Saved entries

────────────────

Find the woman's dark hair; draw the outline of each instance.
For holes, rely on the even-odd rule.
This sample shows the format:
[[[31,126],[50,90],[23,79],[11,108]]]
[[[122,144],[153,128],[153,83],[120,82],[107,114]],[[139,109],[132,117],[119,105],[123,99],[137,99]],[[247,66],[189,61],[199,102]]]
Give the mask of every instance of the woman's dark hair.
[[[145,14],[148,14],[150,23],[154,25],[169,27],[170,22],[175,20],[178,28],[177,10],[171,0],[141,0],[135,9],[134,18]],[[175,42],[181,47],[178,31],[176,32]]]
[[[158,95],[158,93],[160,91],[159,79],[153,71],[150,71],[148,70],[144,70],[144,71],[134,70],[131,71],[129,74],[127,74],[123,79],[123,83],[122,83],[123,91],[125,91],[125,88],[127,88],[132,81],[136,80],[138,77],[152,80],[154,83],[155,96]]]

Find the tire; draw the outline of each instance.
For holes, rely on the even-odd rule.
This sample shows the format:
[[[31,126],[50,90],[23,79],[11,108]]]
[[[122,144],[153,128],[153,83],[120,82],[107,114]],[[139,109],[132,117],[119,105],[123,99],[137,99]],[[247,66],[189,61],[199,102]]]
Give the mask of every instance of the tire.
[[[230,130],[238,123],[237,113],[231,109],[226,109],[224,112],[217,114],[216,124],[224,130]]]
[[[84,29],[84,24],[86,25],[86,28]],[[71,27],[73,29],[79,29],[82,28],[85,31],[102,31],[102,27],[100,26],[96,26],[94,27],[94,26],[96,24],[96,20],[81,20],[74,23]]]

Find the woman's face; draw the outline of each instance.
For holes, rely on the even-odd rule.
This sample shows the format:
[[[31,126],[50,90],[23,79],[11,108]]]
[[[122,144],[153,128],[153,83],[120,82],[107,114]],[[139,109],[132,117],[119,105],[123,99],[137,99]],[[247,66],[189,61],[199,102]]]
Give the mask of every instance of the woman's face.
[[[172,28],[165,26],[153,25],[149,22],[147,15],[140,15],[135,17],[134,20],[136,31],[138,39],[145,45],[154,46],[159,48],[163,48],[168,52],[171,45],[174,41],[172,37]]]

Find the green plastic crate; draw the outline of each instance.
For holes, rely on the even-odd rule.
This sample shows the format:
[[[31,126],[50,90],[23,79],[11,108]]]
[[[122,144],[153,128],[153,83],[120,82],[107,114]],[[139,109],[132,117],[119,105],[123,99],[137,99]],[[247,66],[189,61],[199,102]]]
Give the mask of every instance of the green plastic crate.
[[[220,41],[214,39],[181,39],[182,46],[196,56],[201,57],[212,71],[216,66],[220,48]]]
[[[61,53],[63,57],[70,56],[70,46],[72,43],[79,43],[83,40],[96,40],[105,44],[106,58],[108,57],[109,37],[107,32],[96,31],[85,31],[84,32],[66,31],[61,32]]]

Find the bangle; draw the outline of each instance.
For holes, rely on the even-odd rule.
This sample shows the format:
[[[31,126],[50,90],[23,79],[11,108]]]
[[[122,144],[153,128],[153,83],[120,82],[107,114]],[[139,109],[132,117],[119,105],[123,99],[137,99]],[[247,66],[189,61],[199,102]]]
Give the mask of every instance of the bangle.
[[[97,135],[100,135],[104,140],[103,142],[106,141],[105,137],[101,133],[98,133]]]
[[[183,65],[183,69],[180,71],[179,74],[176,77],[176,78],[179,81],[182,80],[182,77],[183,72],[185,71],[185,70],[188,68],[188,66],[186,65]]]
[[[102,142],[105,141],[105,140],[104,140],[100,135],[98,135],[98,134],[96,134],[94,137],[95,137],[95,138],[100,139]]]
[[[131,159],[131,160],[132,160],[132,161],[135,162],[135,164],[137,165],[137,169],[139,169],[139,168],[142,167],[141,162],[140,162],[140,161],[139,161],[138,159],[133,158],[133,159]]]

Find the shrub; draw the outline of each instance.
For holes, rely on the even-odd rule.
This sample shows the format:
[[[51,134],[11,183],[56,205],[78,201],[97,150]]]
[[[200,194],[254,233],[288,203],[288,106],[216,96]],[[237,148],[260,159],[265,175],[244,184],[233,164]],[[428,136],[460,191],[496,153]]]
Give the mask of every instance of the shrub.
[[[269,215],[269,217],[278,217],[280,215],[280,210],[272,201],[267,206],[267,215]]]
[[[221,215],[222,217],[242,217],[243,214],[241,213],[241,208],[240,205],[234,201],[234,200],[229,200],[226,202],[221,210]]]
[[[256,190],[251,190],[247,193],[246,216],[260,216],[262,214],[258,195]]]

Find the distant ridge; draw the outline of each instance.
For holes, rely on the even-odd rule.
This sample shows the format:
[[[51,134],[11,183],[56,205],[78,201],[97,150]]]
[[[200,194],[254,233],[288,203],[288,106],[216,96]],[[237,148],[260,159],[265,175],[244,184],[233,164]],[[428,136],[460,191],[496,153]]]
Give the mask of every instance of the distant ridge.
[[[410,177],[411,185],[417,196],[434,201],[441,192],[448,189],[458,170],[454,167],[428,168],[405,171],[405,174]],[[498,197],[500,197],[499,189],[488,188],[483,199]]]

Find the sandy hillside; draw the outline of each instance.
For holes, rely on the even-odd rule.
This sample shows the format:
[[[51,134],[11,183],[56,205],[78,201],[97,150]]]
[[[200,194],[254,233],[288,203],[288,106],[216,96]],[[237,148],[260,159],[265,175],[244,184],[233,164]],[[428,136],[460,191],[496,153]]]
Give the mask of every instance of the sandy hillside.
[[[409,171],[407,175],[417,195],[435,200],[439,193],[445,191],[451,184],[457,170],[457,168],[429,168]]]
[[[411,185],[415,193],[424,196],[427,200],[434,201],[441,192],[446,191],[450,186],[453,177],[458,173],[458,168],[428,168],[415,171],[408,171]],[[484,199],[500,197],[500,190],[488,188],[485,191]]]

────────────────

▶ _Exercise brief_: Transcribe every entry verbatim.

▶ _Full solution_:
Find the woman's dark hair; draw the outline of each instance.
For holes, rely on the even-odd rule.
This sample shows the format:
[[[31,126],[50,90],[23,79],[11,108]]]
[[[122,144],[153,128],[153,83],[120,82],[107,114]],[[139,109],[132,117],[119,105],[123,99],[137,99]],[[247,66],[189,61],[199,102]]]
Give the mask of every instance of the woman's dark hair.
[[[145,14],[148,14],[150,23],[154,25],[169,27],[170,22],[175,20],[178,28],[177,10],[171,0],[141,0],[135,9],[134,18]],[[175,42],[181,47],[178,31],[176,32]]]
[[[158,95],[158,93],[160,91],[159,79],[153,71],[150,71],[148,70],[144,70],[144,71],[134,70],[131,71],[129,74],[127,74],[123,79],[123,83],[122,83],[123,91],[125,91],[125,88],[127,88],[132,81],[136,80],[138,77],[152,80],[154,83],[155,96]]]

Find the tire; draw the outline of each instance.
For holes, rely on the even-odd rule.
This sample shows the format:
[[[31,126],[50,90],[23,79],[11,108]]]
[[[122,144],[153,128],[153,83],[120,82],[107,114]],[[139,109],[132,117],[119,105],[123,99],[137,99]],[[247,66],[189,61],[199,102]]]
Give the mask of every instance of the tire.
[[[230,130],[238,123],[237,113],[231,109],[226,109],[224,112],[217,114],[216,124],[224,130]]]
[[[84,29],[84,24],[86,25],[86,28]],[[71,27],[73,29],[79,29],[82,28],[85,31],[102,31],[102,27],[100,26],[96,26],[94,27],[94,26],[96,24],[96,20],[81,20],[74,23]]]

Find the woman's face; draw the outline of each instance.
For holes, rely on the even-odd rule.
This sample shows the format:
[[[31,126],[50,90],[23,79],[11,108]]]
[[[122,144],[153,128],[153,83],[120,82],[107,114]],[[139,109],[132,117],[119,105],[123,99],[137,99]],[[247,66],[189,61],[199,102]]]
Give the mask of every instance of the woman's face.
[[[172,28],[165,26],[153,25],[149,22],[147,15],[140,15],[135,17],[134,20],[136,31],[138,39],[145,45],[154,46],[159,48],[163,48],[168,52],[171,45],[174,41],[172,37]]]

Find the green plastic crate; draw the outline of each instance.
For holes, rely on the even-odd rule.
This sample shows the format:
[[[31,126],[50,90],[23,79],[11,108]]]
[[[122,144],[153,128],[153,83],[120,82],[107,114]],[[139,109],[132,117],[119,105],[123,99],[137,99]],[[247,66],[189,61],[199,102]]]
Give the mask of every instance of the green plastic crate.
[[[220,41],[214,39],[181,39],[182,46],[196,56],[201,57],[212,71],[216,66],[220,48]]]
[[[61,53],[63,57],[70,56],[70,46],[72,43],[79,43],[83,40],[96,40],[105,44],[106,58],[108,57],[109,37],[107,32],[96,31],[85,31],[84,32],[66,31],[61,32]]]

Find the bangle; draw the outline of each instance.
For holes, rely on the even-odd rule.
This sample shows the format:
[[[31,126],[50,90],[23,79],[11,108]]]
[[[122,144],[153,128],[153,83],[120,82],[107,114]],[[139,109],[132,117],[119,105],[123,99],[137,99]],[[247,66],[189,61],[199,102]]]
Give the mask of every instance of the bangle.
[[[97,135],[100,135],[104,140],[103,142],[106,141],[105,137],[101,133],[98,133]]]
[[[183,65],[183,69],[180,71],[179,74],[176,77],[176,78],[179,81],[182,80],[182,77],[183,72],[185,71],[185,70],[188,68],[188,66],[186,65]]]
[[[102,142],[105,141],[105,140],[104,140],[100,135],[98,135],[98,134],[96,134],[94,137],[95,137],[95,138],[100,139]]]
[[[131,159],[131,160],[132,160],[132,161],[135,162],[135,164],[137,165],[137,169],[139,169],[139,168],[142,167],[141,162],[140,162],[140,161],[139,161],[138,159],[133,158],[133,159]]]

Find the shrub; draw the outline of each instance.
For holes, rely on the even-odd rule.
This sample shows the format:
[[[51,134],[11,183],[56,205],[78,201],[97,150]]]
[[[200,194],[254,233],[288,203],[288,106],[216,96]],[[237,148],[260,159],[265,175],[244,184],[233,164]],[[428,136],[460,191],[496,153]]]
Give the mask of every instance of the shrub.
[[[269,215],[269,217],[278,217],[280,215],[280,210],[272,201],[267,206],[267,215]]]
[[[221,215],[222,217],[242,217],[243,214],[241,213],[241,208],[240,205],[234,201],[234,200],[229,200],[226,202],[221,210]]]
[[[256,190],[251,190],[247,193],[246,216],[260,216],[262,214],[258,195]]]

Find the distant ridge; draw the outline of each instance.
For holes, rely on the even-odd rule.
This sample shows the format:
[[[51,134],[11,183],[56,205],[78,201],[97,150]]]
[[[200,194],[254,233],[288,203],[288,106],[216,96]],[[237,148],[260,159],[265,175],[244,184],[233,164]],[[428,136],[460,191],[496,153]]]
Give the mask of every instance of the distant ridge.
[[[410,177],[411,185],[417,196],[434,201],[441,192],[448,189],[458,170],[454,167],[428,168],[405,171],[405,174]],[[498,197],[500,197],[499,189],[488,188],[483,199]]]

Find the sandy hillside; draw the outline of each instance.
For holes, rely on the even-odd rule.
This sample shows the format:
[[[51,134],[11,183],[56,205],[78,201],[97,150]]]
[[[200,194],[254,233],[288,203],[288,106],[216,96]],[[237,148],[260,159],[265,175],[244,184],[233,164]],[[428,136],[460,191],[496,153]]]
Give the mask of every instance of the sandy hillside.
[[[409,171],[407,175],[417,195],[435,200],[439,193],[445,191],[451,184],[457,170],[457,168],[429,168]]]
[[[411,185],[415,193],[424,196],[427,200],[434,201],[441,192],[446,191],[450,186],[453,177],[458,173],[458,168],[428,168],[415,171],[408,171]],[[484,199],[500,197],[500,190],[488,188],[485,191]]]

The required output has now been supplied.